ACTIVITY =>
Reproduce the data that follows precisely.

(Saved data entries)
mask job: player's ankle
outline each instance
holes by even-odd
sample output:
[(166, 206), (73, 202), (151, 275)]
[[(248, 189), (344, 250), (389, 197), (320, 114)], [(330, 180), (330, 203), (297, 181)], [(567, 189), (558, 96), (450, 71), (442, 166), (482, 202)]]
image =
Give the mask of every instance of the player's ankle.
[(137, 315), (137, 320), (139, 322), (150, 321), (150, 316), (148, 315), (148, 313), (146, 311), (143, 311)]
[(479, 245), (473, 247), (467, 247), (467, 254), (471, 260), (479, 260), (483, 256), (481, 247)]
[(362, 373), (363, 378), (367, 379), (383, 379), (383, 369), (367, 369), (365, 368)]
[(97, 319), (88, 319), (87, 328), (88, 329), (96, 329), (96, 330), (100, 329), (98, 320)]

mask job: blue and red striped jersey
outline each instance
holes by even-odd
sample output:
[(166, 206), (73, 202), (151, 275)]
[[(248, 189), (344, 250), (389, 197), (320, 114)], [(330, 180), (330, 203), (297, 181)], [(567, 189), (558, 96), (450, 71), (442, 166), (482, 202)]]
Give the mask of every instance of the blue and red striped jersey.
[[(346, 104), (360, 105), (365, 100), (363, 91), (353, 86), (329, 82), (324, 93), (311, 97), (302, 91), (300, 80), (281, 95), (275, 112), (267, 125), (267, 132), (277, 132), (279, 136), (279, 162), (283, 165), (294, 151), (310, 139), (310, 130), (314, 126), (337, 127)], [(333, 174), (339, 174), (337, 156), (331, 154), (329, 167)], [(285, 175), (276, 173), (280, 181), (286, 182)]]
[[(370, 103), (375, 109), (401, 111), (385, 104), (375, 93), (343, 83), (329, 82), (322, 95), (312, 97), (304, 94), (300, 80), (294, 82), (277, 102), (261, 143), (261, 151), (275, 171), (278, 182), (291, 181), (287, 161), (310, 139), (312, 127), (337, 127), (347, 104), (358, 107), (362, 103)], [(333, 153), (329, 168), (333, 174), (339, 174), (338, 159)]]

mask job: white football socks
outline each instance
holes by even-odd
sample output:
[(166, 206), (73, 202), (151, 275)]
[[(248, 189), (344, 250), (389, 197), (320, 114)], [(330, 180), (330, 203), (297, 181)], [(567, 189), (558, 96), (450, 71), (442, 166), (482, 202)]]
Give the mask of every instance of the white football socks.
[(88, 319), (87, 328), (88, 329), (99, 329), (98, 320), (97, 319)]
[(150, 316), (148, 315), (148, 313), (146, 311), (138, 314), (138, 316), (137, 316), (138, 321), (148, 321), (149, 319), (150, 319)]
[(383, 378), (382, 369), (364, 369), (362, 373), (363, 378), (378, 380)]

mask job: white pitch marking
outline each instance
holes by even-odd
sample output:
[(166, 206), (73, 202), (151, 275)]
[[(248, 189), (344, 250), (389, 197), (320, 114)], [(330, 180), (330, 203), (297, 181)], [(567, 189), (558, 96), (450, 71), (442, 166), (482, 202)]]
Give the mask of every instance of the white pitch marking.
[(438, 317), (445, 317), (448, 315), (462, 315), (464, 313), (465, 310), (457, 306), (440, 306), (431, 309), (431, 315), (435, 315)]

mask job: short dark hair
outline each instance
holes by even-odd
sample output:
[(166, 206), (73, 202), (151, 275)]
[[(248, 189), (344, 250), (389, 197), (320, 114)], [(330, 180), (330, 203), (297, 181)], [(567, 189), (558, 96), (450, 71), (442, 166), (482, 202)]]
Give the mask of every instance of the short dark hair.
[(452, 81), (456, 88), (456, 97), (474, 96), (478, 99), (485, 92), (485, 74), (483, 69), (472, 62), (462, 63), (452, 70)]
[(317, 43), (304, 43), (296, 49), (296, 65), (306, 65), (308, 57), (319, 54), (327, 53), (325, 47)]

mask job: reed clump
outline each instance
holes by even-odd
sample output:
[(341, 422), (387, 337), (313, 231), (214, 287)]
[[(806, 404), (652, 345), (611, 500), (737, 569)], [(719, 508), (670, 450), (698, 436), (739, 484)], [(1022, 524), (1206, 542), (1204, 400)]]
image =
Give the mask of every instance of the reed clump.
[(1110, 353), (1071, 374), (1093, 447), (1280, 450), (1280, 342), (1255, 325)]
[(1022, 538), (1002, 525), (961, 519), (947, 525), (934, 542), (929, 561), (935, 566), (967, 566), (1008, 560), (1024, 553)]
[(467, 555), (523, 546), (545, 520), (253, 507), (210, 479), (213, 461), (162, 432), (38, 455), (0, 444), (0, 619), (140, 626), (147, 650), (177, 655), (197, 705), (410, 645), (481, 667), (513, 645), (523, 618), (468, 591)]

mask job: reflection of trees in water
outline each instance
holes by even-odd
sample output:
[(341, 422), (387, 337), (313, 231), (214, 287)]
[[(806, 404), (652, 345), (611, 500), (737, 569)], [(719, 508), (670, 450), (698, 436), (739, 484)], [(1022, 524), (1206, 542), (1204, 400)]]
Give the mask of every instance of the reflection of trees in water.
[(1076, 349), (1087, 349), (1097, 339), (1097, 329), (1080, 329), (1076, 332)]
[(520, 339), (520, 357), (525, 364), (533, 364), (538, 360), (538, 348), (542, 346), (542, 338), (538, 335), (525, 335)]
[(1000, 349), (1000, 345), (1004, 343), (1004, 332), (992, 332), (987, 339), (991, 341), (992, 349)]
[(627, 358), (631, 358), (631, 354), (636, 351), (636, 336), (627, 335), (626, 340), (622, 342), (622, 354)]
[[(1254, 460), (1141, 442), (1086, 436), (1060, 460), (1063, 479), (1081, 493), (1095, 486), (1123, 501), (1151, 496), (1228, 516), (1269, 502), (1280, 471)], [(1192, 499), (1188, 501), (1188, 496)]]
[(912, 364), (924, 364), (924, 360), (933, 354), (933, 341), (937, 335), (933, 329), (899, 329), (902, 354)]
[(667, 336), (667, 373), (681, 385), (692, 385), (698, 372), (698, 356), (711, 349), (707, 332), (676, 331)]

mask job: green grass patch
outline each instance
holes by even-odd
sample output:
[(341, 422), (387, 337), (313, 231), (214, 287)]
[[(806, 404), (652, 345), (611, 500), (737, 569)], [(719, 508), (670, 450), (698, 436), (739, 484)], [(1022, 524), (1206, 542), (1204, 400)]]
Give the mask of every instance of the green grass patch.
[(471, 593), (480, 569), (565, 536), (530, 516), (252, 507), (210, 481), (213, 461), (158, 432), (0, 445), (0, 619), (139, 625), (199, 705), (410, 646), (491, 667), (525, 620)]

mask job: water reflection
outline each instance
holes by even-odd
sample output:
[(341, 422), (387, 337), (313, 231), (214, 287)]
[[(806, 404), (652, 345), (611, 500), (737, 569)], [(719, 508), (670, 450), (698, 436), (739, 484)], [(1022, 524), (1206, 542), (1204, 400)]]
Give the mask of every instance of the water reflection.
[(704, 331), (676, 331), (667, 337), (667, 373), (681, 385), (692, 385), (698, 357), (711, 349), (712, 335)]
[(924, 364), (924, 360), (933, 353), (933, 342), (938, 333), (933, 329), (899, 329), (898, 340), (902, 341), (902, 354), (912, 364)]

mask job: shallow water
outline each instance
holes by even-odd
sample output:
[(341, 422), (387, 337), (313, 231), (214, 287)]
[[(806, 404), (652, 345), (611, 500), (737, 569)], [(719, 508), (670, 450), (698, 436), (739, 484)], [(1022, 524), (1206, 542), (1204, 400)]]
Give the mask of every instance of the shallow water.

RESPONSE TO THE TASK =>
mask job: player's ankle
outline each instance
holes by even-odd
sample output:
[(166, 206), (73, 202), (151, 275)]
[[(248, 189), (344, 250), (389, 197), (320, 114)], [(330, 180), (330, 203), (297, 181)], [(567, 189), (558, 96), (450, 71), (442, 166), (482, 202)]]
image =
Give the mask of every instance of the player's ankle.
[(137, 315), (137, 320), (139, 322), (150, 321), (150, 316), (148, 315), (148, 313), (146, 311), (143, 311)]
[(479, 245), (473, 247), (467, 247), (467, 254), (471, 260), (479, 260), (483, 256), (481, 247)]
[(362, 373), (363, 378), (367, 379), (383, 379), (383, 369), (367, 369), (365, 368)]
[(97, 319), (88, 319), (87, 328), (88, 329), (96, 329), (96, 330), (100, 329), (98, 320)]

mask job: blue and red striped jersey
outline each instance
holes by even-odd
sample output:
[(166, 206), (73, 202), (151, 275)]
[[(248, 189), (344, 250), (389, 197), (320, 114)], [(330, 180), (330, 203), (297, 181)], [(567, 189), (558, 96), (450, 71), (442, 166), (482, 202)]]
Give the mask of every instance of the blue and red striped jersey.
[[(346, 104), (360, 105), (365, 100), (363, 91), (353, 86), (329, 82), (324, 93), (311, 97), (302, 91), (300, 80), (281, 95), (275, 112), (267, 125), (267, 132), (277, 132), (279, 136), (279, 162), (283, 165), (294, 151), (310, 139), (310, 130), (314, 126), (337, 127)], [(333, 174), (339, 174), (337, 156), (331, 154), (329, 167)], [(285, 175), (276, 173), (280, 181), (286, 182)]]
[[(370, 103), (375, 109), (401, 111), (385, 104), (375, 93), (343, 83), (329, 82), (322, 95), (312, 97), (304, 94), (300, 80), (294, 82), (277, 102), (261, 143), (261, 151), (275, 171), (278, 182), (291, 181), (287, 161), (310, 139), (312, 127), (337, 127), (347, 104), (358, 107), (362, 103)], [(333, 153), (329, 168), (333, 174), (339, 174), (338, 159)]]

mask job: white football socks
outline each instance
holes by even-odd
sample output:
[(166, 206), (73, 202), (151, 275)]
[[(248, 189), (344, 250), (389, 197), (320, 114)], [(330, 180), (330, 203), (297, 181)], [(567, 189), (558, 96), (450, 71), (442, 166), (482, 202)]]
Give the mask of every instance of the white football socks.
[(88, 319), (87, 328), (88, 329), (99, 329), (98, 320), (97, 319)]
[(150, 316), (148, 315), (148, 313), (146, 311), (138, 314), (138, 316), (137, 316), (138, 321), (148, 321), (149, 319), (150, 319)]
[(383, 378), (382, 369), (364, 369), (362, 373), (363, 378), (378, 380)]

mask job: white pitch marking
outline each instance
holes by even-odd
sample output:
[(166, 206), (73, 202), (151, 275)]
[[(248, 189), (344, 250), (389, 197), (320, 114)], [(330, 180), (330, 203), (297, 181)], [(567, 189), (558, 96), (450, 71), (442, 166), (482, 202)]]
Give the mask of every instance of the white pitch marking.
[(438, 317), (445, 317), (448, 315), (462, 315), (464, 313), (465, 310), (457, 306), (440, 306), (431, 309), (431, 315), (435, 315)]

mask job: short dark hair
outline each instance
holes by even-odd
sample output:
[(166, 206), (73, 202), (151, 275)]
[[(248, 189), (344, 250), (389, 197), (320, 114)], [(330, 180), (330, 203), (297, 181)], [(567, 189), (558, 96), (450, 71), (442, 166), (482, 202)]]
Give the mask of every instance of the short dark hair.
[(452, 81), (456, 88), (456, 97), (474, 96), (478, 99), (485, 92), (485, 74), (483, 69), (472, 62), (462, 63), (452, 70)]
[(317, 43), (304, 43), (296, 49), (296, 65), (306, 65), (308, 57), (319, 54), (327, 53), (325, 47)]

mask job: reed clump
outline each instance
holes by even-odd
sample output:
[(341, 422), (387, 337), (313, 231), (214, 287)]
[[(806, 404), (652, 345), (611, 500), (737, 569)], [(719, 508), (670, 450), (698, 436), (739, 484)], [(1022, 524), (1206, 542), (1204, 400)]]
image =
Give the mask of every instance of the reed clump.
[(1110, 353), (1071, 374), (1093, 447), (1280, 450), (1280, 342), (1255, 325)]
[(1022, 538), (1002, 525), (961, 519), (947, 525), (934, 542), (929, 561), (935, 566), (967, 566), (1008, 560), (1024, 553)]
[(467, 555), (523, 546), (545, 520), (253, 507), (210, 479), (213, 461), (162, 432), (38, 455), (0, 444), (0, 619), (140, 626), (147, 650), (177, 655), (197, 705), (410, 645), (481, 667), (513, 645), (523, 618), (468, 591)]

mask job: reflection of trees in water
outline each instance
holes by even-odd
sample output:
[(341, 422), (387, 337), (313, 231), (214, 287)]
[[(806, 404), (652, 345), (611, 500), (737, 569)], [(719, 508), (670, 450), (698, 436), (739, 484)], [(1022, 524), (1206, 542), (1204, 400)]]
Give the mask of every instance of the reflection of trees in water.
[(1076, 349), (1087, 349), (1097, 339), (1097, 329), (1080, 329), (1076, 332)]
[(520, 339), (520, 357), (525, 364), (533, 364), (538, 360), (538, 348), (542, 346), (542, 338), (538, 335), (525, 335)]
[(1000, 349), (1000, 345), (1004, 343), (1004, 332), (992, 332), (987, 339), (991, 341), (992, 349)]
[(627, 358), (631, 358), (631, 354), (636, 351), (636, 336), (627, 335), (626, 340), (622, 342), (622, 354)]
[[(1254, 460), (1141, 442), (1086, 436), (1060, 460), (1063, 479), (1081, 493), (1095, 486), (1123, 501), (1151, 496), (1228, 516), (1269, 502), (1280, 471)], [(1192, 499), (1188, 501), (1188, 496)]]
[(912, 364), (924, 364), (924, 360), (933, 354), (933, 341), (937, 335), (933, 329), (899, 329), (902, 354)]
[(667, 336), (667, 373), (681, 385), (692, 385), (698, 372), (698, 356), (711, 349), (707, 332), (676, 331)]

mask job: green grass patch
outline each instance
holes by even-odd
sample output:
[(341, 422), (387, 337), (313, 231), (214, 287)]
[[(806, 404), (652, 345), (611, 500), (737, 569)], [(719, 508), (670, 450), (698, 436), (739, 484)], [(1022, 524), (1206, 542), (1204, 400)]]
Give the mask of every instance of the green grass patch.
[(471, 593), (480, 569), (565, 536), (530, 516), (252, 507), (210, 481), (213, 461), (158, 432), (0, 445), (0, 619), (139, 625), (199, 705), (410, 646), (491, 667), (525, 620)]

mask job: water reflection
outline each instance
holes by even-odd
sample output:
[(341, 422), (387, 337), (313, 231), (214, 287)]
[[(806, 404), (652, 345), (611, 500), (737, 569)], [(719, 508), (670, 450), (698, 436), (739, 484)], [(1022, 524), (1206, 542), (1204, 400)]]
Give the mask of every instance of the water reflection.
[(704, 331), (676, 331), (667, 337), (667, 373), (681, 385), (692, 385), (698, 357), (711, 349), (712, 335)]
[(924, 364), (924, 360), (933, 353), (933, 342), (938, 333), (933, 329), (899, 329), (898, 340), (902, 341), (902, 354), (912, 364)]

mask job: shallow water
outline each instance
holes by even-odd
sample output:
[(341, 422), (387, 337), (313, 231), (214, 287)]
[[(806, 404), (652, 345), (611, 500), (737, 569)], [(719, 508), (670, 450), (698, 436), (739, 484)], [(1022, 524), (1206, 542), (1204, 400)]]
Give the mask of every instance of the shallow water.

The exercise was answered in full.